## What is needed
From the line containing "The layout is" through the last line below, copy every line exactly, leaving out the pictures.

[Stored items]
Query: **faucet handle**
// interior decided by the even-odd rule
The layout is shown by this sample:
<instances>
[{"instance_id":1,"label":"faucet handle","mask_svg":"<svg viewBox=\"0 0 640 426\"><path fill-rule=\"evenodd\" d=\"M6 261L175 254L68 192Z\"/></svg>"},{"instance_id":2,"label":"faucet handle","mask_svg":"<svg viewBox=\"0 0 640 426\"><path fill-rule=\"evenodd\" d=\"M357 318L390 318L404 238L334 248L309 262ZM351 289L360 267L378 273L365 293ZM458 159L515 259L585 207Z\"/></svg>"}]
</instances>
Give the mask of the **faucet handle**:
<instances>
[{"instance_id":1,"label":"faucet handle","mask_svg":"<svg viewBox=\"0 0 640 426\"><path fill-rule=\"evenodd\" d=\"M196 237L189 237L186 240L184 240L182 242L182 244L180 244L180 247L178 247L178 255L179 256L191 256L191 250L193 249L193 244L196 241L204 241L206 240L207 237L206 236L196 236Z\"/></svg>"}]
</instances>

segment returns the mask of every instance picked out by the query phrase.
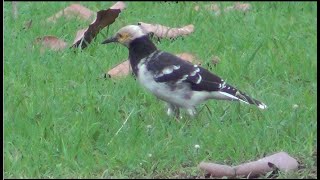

## Task response
The layout is shown by this sample:
<instances>
[{"instance_id":1,"label":"faucet handle","mask_svg":"<svg viewBox=\"0 0 640 426\"><path fill-rule=\"evenodd\" d=\"M6 261L175 254L68 192Z\"/></svg>"},{"instance_id":2,"label":"faucet handle","mask_svg":"<svg viewBox=\"0 0 640 426\"><path fill-rule=\"evenodd\" d=\"M357 318L390 318L404 238L334 248L309 262ZM351 289L360 267L378 273L365 293ZM458 159L515 259L585 207Z\"/></svg>"}]
</instances>
Give the mask of the **faucet handle**:
<instances>
[{"instance_id":1,"label":"faucet handle","mask_svg":"<svg viewBox=\"0 0 640 426\"><path fill-rule=\"evenodd\" d=\"M196 237L189 237L186 240L184 240L182 242L182 244L180 244L180 247L178 247L178 255L179 256L191 256L191 250L193 249L193 244L196 241L204 241L206 240L207 237L206 236L196 236Z\"/></svg>"}]
</instances>

segment returns the mask of every instance picked out by the query phrase.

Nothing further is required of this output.